Task requirements
Pull out every line in the items below that contains the string "black", and copy each one in full. Case counts.

Dataset excerpts
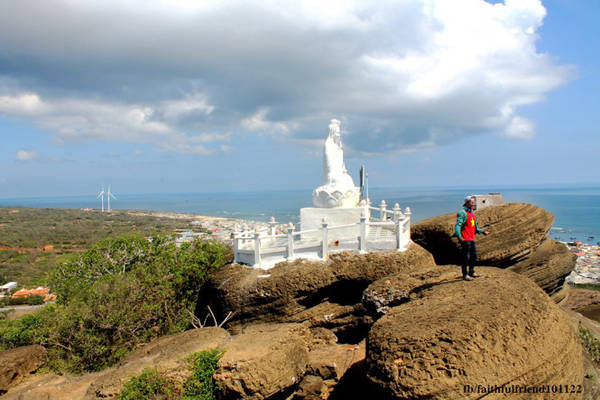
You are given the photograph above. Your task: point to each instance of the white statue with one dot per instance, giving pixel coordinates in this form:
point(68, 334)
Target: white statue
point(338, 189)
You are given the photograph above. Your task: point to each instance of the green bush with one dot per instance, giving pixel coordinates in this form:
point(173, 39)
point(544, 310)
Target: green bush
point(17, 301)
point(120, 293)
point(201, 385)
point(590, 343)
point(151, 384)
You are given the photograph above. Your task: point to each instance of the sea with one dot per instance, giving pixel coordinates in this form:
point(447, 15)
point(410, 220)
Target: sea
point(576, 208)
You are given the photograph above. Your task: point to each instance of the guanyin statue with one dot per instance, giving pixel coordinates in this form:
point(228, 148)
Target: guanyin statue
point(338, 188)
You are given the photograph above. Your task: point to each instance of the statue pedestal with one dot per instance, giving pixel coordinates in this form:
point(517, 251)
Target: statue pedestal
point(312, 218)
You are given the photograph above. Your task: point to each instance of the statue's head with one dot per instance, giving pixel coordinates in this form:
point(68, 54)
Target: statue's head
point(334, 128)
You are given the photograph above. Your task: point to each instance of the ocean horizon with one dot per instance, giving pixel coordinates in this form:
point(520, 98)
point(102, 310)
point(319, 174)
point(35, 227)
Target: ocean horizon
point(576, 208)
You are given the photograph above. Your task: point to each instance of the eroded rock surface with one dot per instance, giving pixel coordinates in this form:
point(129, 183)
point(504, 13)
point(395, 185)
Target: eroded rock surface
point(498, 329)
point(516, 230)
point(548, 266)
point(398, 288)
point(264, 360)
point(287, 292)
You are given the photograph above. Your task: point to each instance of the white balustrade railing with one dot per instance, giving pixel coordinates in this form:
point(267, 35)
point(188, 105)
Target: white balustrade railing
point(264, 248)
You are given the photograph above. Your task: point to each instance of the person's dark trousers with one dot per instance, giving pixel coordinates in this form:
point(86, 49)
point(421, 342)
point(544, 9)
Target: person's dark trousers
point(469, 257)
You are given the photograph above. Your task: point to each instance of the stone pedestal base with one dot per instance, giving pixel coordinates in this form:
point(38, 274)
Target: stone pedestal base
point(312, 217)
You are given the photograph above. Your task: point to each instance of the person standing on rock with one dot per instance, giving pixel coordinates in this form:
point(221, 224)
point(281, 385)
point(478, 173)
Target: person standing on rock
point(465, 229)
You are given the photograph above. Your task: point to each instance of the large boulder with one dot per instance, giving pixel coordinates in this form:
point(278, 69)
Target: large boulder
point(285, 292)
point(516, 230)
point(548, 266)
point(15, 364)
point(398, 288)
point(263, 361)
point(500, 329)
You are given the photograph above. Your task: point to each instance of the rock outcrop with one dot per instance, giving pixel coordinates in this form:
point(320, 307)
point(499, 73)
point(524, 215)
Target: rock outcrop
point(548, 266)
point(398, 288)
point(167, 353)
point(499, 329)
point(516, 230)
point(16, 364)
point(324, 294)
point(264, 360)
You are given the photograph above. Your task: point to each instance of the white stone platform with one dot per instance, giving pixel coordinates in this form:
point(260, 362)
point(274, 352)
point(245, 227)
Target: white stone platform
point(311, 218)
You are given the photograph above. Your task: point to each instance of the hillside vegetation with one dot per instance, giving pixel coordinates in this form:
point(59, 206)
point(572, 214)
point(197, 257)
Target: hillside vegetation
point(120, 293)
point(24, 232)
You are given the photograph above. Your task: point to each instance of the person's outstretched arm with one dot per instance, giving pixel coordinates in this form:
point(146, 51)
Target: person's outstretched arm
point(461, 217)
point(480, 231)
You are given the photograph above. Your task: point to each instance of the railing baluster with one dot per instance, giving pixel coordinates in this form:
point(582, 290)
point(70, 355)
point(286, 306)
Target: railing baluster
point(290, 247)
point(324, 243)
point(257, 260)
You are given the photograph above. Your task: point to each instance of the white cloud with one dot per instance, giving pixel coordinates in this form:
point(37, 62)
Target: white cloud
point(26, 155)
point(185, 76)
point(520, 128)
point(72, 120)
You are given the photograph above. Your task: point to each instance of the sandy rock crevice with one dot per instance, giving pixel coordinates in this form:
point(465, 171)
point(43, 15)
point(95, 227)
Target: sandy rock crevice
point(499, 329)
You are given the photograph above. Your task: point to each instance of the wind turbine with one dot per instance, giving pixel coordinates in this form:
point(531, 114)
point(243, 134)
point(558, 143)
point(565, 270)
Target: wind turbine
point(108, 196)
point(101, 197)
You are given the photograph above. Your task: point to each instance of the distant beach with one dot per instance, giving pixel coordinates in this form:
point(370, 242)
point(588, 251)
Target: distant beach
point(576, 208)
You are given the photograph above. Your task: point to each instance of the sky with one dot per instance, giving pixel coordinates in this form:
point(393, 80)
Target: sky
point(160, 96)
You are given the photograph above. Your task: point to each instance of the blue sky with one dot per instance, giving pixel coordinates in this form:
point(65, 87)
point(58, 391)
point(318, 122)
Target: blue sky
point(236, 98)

...

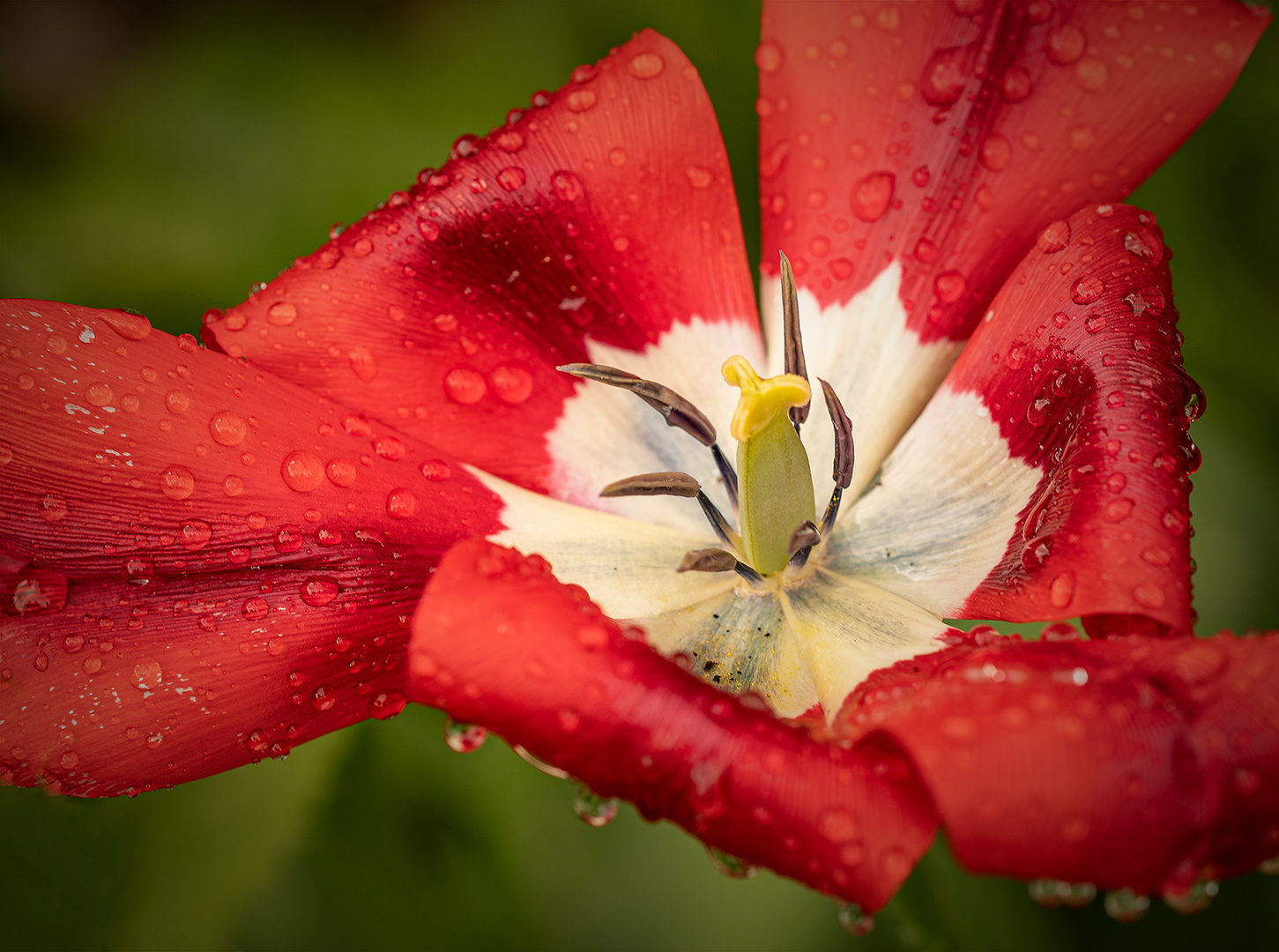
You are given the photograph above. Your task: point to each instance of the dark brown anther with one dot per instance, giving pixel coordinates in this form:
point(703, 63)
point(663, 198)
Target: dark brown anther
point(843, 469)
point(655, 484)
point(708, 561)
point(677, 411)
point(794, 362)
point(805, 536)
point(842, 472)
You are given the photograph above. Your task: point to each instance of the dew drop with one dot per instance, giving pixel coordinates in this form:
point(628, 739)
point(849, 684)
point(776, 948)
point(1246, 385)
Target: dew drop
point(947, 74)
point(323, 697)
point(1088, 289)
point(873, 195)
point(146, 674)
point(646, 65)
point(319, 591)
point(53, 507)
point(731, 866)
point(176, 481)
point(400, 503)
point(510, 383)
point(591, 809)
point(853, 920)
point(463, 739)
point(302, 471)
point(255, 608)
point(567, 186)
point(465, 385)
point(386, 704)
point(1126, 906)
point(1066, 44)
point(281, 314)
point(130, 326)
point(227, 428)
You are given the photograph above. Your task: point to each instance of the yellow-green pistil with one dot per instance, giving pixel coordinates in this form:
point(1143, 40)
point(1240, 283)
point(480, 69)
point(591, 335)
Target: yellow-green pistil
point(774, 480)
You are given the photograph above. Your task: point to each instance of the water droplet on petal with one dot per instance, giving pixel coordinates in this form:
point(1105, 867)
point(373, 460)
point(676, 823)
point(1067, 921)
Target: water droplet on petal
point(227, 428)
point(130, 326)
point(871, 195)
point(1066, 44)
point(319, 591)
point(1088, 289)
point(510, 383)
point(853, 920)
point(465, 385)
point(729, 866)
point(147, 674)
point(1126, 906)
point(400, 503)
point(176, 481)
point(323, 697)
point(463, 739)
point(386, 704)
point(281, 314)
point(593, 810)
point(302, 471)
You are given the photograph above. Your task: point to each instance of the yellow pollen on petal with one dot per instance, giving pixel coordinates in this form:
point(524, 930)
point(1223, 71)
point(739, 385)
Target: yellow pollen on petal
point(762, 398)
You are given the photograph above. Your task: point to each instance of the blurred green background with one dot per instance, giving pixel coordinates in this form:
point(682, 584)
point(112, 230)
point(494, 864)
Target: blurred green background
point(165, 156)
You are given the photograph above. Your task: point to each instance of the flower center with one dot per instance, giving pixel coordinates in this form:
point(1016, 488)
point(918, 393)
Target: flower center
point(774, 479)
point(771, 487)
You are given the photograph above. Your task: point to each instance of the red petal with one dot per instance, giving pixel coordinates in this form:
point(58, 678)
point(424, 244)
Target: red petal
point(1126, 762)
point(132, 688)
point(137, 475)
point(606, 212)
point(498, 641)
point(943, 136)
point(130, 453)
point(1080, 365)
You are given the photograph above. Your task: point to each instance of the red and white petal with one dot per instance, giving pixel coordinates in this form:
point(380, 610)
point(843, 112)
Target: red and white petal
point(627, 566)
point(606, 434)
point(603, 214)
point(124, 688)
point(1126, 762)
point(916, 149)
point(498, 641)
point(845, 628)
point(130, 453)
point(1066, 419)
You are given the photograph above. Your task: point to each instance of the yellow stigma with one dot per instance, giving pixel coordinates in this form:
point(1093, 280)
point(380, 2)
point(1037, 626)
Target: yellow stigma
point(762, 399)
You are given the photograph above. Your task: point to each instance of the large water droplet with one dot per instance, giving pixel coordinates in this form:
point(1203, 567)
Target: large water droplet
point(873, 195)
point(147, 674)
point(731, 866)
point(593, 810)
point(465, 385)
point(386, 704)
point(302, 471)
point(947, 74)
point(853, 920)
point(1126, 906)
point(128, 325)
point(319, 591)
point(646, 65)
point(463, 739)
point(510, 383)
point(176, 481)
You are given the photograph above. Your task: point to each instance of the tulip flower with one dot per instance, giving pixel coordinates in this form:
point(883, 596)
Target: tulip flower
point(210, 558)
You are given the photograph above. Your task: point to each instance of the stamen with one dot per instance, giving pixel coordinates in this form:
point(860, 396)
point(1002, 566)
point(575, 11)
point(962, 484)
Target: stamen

---

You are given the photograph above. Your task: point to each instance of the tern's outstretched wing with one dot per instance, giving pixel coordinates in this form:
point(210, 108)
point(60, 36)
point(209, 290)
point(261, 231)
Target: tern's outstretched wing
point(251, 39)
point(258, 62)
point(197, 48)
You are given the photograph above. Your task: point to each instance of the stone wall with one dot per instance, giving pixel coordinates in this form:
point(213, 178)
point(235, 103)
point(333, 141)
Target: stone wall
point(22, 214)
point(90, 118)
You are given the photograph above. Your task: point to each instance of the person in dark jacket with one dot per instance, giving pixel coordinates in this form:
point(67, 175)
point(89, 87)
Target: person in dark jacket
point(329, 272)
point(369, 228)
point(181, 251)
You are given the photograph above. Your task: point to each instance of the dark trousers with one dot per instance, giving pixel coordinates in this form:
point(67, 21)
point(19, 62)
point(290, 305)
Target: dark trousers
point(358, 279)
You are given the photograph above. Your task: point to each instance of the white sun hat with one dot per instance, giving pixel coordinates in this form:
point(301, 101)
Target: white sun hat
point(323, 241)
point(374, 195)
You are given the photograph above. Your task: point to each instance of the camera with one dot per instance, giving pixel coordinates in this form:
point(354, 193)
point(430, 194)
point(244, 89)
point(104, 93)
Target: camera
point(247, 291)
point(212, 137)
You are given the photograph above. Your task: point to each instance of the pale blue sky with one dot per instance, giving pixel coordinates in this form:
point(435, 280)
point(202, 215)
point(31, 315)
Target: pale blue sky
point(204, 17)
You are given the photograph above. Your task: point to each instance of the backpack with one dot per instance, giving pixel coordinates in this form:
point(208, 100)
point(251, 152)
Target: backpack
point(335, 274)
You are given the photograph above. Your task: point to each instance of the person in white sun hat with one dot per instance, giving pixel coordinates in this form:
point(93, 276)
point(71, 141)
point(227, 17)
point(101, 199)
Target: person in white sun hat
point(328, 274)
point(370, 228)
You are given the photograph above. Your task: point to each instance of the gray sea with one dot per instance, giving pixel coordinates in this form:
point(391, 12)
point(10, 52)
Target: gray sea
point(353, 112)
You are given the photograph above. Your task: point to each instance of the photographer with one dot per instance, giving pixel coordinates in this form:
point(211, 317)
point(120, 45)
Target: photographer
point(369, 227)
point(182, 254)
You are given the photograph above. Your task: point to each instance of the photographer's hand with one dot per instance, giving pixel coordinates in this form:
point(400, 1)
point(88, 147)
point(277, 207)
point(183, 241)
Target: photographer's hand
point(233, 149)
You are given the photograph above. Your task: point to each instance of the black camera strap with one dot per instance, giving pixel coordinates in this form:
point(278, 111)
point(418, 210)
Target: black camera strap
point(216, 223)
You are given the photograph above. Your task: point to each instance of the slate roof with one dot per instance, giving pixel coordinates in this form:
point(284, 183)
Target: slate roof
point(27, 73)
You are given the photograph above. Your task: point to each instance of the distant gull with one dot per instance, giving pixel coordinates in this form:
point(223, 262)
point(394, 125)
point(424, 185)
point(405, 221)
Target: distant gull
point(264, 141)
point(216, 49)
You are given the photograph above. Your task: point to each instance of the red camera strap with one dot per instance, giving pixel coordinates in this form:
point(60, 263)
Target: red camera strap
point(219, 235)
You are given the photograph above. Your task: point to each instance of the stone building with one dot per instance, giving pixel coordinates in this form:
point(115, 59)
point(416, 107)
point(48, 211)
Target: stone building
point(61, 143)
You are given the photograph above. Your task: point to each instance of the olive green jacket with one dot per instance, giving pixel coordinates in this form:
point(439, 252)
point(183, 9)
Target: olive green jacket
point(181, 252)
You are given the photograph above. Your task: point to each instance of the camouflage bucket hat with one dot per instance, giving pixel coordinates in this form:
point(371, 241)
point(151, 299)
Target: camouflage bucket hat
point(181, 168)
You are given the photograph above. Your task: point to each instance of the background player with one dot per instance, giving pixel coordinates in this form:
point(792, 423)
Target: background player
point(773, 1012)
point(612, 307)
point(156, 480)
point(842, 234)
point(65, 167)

Answer for the task
You are given the photograph above. Your task: point to each instance of the black camera strap with one dot per instance, giving pixel coordinates in this form:
Target: black camera strap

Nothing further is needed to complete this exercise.